◆ Task brief
Extract every one of the items below and reproduce each line verbatim, in the same order.

(Saved entries)

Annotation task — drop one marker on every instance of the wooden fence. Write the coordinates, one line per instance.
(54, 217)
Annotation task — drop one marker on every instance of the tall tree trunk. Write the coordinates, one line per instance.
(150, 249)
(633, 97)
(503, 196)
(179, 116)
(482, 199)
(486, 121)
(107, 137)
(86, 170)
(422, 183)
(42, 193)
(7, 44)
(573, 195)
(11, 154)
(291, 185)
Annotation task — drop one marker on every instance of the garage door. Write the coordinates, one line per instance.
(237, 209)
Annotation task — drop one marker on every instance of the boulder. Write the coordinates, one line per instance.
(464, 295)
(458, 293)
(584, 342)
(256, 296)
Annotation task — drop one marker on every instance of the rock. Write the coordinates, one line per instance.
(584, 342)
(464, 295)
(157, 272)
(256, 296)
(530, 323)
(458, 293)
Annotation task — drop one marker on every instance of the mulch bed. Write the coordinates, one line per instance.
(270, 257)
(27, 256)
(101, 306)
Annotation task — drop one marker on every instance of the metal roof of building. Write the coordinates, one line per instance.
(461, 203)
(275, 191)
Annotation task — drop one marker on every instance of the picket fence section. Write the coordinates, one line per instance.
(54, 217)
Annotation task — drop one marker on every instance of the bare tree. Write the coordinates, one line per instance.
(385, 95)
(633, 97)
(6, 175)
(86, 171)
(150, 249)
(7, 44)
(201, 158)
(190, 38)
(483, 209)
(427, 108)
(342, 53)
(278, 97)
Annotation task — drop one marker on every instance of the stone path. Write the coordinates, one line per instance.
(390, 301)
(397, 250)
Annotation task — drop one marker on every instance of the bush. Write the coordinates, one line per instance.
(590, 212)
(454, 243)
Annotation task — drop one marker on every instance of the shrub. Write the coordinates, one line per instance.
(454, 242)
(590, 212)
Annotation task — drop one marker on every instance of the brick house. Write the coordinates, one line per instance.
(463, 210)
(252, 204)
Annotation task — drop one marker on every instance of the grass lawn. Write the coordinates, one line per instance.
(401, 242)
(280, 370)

◆ Response below
Annotation task — drop one marker on every instance of the wooden fence. Write the coordinates, one line per instance.
(54, 217)
Annotation task — drop one marker on every instance of the tall tree trunk. Write the coordinates, one line per instance.
(150, 249)
(633, 97)
(503, 196)
(179, 116)
(482, 199)
(486, 121)
(107, 137)
(86, 170)
(422, 183)
(42, 193)
(7, 44)
(573, 195)
(11, 154)
(291, 185)
Annotation task — drop one marker on every instance of the garage door. Write the coordinates, one line per instance.
(237, 209)
Annotation task — drop one marker on every instance of the boulder. Write the coordinates, one line per instance.
(464, 295)
(458, 293)
(584, 342)
(256, 296)
Annotation task — drop one marker on every instance of the rock. Write the coordinates, one line per instance.
(584, 342)
(464, 295)
(157, 272)
(256, 296)
(530, 323)
(458, 293)
Annotation task — drop one marker on every instance of the mulch bed. Write the coordinates, one line per instance.
(270, 257)
(27, 256)
(101, 306)
Annotation task — drop one marker on every instance of the metal roof of building. Write the coordinates, one line per instance.
(461, 203)
(275, 191)
Annotation task — drop one marker on every instance of the picket fence section. Write the coordinates, one line per instance.
(54, 217)
Annotation task — drop one marker on every instance of the bare tree. Write the coordinates, one line per instance.
(385, 95)
(633, 97)
(6, 175)
(86, 171)
(150, 249)
(7, 44)
(201, 158)
(190, 38)
(483, 209)
(427, 108)
(342, 53)
(278, 97)
Annotation task — drop one marker on every instance of the stone path. Write the coordinates, one line per instance.
(390, 301)
(397, 250)
Annotation task — drop one marker on every instance of the bush. Write the coordinates, one line per instance.
(590, 212)
(454, 243)
Annotation task — drop one marker on every instance of the shrub. Write the coordinates, one line per instance.
(454, 242)
(590, 212)
Annotation task — drop one marker on every instance of the brick house. Write the coordinates, one line per instance.
(463, 210)
(252, 204)
Annotation task — drop one marker on every instance of the grass lawn. Write the coordinates, one line per instance.
(401, 242)
(280, 370)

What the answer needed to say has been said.